**The request:** Copy the records below word for word, but leave the pictures out of your answer.

(Dataset excerpts on object pointing)
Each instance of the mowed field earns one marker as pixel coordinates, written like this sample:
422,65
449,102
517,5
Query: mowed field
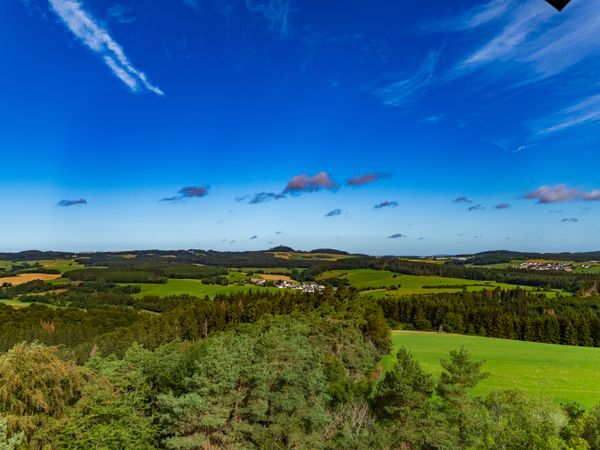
381,281
192,287
558,372
27,277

**Answer below:**
Each instance of the mowed field earns one marker as pixel coordinates, written like this sample:
422,65
449,102
517,5
Query: mowed field
381,281
192,287
558,372
27,277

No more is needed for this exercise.